Natural-language object grounding data
++++++++++

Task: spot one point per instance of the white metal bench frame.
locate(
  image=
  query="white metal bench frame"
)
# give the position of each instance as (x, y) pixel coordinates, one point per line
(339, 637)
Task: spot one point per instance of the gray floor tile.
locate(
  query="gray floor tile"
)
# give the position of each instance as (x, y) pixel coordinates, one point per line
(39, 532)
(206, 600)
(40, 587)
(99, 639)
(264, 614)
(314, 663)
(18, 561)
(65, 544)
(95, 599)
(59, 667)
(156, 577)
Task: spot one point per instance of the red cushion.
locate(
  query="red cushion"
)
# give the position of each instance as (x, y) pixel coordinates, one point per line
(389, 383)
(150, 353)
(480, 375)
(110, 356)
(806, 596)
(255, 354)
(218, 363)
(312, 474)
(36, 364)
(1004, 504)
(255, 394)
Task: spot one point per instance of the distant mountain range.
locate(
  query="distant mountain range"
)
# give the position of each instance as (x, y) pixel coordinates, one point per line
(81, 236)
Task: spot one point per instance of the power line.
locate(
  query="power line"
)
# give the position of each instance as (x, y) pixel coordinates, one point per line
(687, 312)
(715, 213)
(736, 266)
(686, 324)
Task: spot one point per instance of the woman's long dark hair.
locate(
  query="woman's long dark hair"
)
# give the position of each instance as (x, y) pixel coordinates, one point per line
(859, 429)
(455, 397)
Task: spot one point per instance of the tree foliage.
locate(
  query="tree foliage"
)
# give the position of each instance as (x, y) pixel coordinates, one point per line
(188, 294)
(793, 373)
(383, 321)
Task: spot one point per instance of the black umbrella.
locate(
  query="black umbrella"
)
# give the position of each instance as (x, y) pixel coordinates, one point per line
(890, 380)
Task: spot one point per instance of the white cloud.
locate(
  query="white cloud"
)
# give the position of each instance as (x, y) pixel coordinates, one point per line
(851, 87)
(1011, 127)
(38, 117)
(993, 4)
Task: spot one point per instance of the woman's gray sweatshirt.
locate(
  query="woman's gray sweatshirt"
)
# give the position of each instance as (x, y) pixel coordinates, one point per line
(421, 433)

++++++++++

**THE PROBLEM:**
Copy out all lines above holding "mountain".

**EXERCISE RESULT:**
Task: spot one point per instance of the distant mountain range.
  query="distant mountain range"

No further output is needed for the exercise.